■ Document:
----

Do you have any suggestions to help me prepare for my visa interview?

Read these 10 points as you prepare for your visa interview.

What if my visa appointment is after the Program Start Date on my immigration document?

If the earliest visa appointment is too far in the future you can request an expedited interview. You can only do this after making a visa interview appointment at your embassy or consulate. Please see your embassy or consulate’s website for directions.

If your visa appointment cannot be expedited and is after the start date on your I-20/DS-2019, you will need to work with your academic department, admitting unit, and ISS to change the term of your enrollment and the start date on your I-20/DS-2019 to a future term. The start date on your I-20/DS-2019 must match the start date of the term or semester, it cannot be changed/delayed by a few weeks to accommodate a visa interview that is after classes begin.

What if my visa is ‘delayed’ or ‘denied’?

There can sometimes be a delay in your F-1 or J-1 visa processing at the U.S. embassy or consulate. This is called administrative processing. Please see our website for more information.

----

■ Given material:
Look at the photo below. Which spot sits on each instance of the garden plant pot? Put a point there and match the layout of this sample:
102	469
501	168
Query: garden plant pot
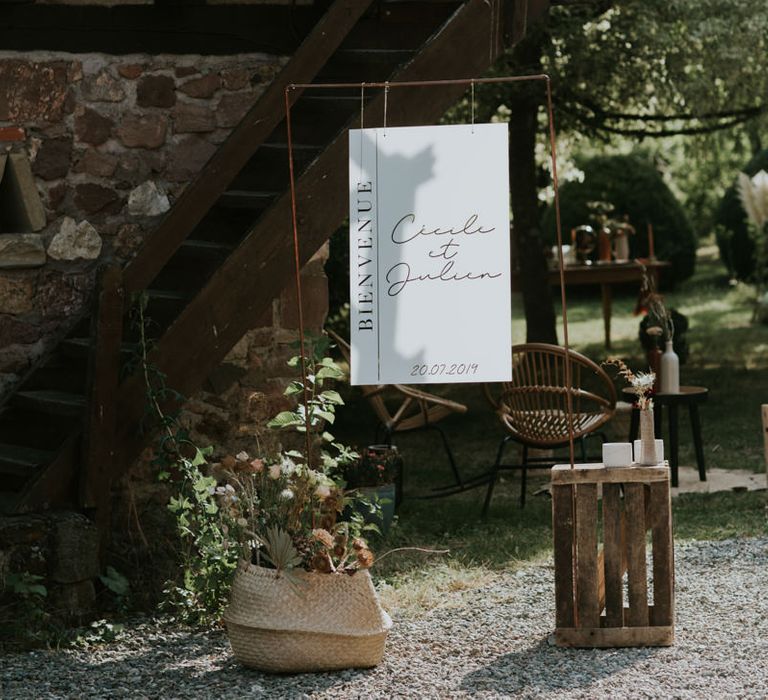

----

■ Challenge 1:
In the visa guidance, rewrite the paragraph beginning "If your visa appointment cannot be expedited" as a short bulleted list that keeps its main facts.
■ Challenge 2:
Answer these questions using the visa guidance:
(a) What must be done before an expedited interview can be requested?
(b) Where can directions for requesting an expedited interview be found?
(c) What is a delay in F-1 or J-1 visa processing at the U.S. embassy or consulate called?

■ Full answer 1:
- This applies when the visa appointment cannot be expedited and falls after the start date on the I-20/DS-2019.
- The student must work with the academic department, admitting unit, and ISS.
- Together they change the term of enrollment and the I-20/DS-2019 start date to a future term.
- The start date must match the start of a term or semester.
- It cannot be delayed by a few weeks to fit a visa interview that comes after classes begin.

■ Full answer 2:
(a) A visa interview appointment must first be made at the embassy or consulate.
(b) On the embassy or consulate's website.
(c) Administrative processing.